◆ What is expected ◆
As you look over the data below, please find each line where the word "white" appears, then copy it.

[Region pointing data]
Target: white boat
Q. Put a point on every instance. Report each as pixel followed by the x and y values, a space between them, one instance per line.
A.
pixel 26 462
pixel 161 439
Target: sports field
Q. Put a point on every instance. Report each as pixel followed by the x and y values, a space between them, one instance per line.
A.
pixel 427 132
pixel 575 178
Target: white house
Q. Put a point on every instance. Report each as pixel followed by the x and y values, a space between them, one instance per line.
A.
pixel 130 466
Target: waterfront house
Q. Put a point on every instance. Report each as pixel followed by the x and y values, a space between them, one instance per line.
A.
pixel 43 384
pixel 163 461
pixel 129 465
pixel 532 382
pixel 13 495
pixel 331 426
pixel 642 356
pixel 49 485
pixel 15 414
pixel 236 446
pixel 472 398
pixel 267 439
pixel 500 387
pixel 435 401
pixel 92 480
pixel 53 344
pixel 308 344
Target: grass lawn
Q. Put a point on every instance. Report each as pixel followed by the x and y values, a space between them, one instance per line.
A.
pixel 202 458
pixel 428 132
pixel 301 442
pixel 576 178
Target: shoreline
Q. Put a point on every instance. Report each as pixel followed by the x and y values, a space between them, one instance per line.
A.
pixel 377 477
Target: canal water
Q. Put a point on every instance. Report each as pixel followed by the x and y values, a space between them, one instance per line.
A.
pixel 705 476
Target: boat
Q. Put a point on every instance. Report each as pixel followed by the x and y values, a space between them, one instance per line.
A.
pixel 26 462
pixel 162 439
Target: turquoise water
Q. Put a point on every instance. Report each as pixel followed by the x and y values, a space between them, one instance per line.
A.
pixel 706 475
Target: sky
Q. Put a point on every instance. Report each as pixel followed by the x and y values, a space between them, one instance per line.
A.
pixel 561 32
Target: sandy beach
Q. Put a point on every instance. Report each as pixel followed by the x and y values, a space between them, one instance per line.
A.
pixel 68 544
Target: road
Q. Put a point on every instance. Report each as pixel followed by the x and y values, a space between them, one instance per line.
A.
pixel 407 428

◆ Output below ◆
Target: white boat
Target: white house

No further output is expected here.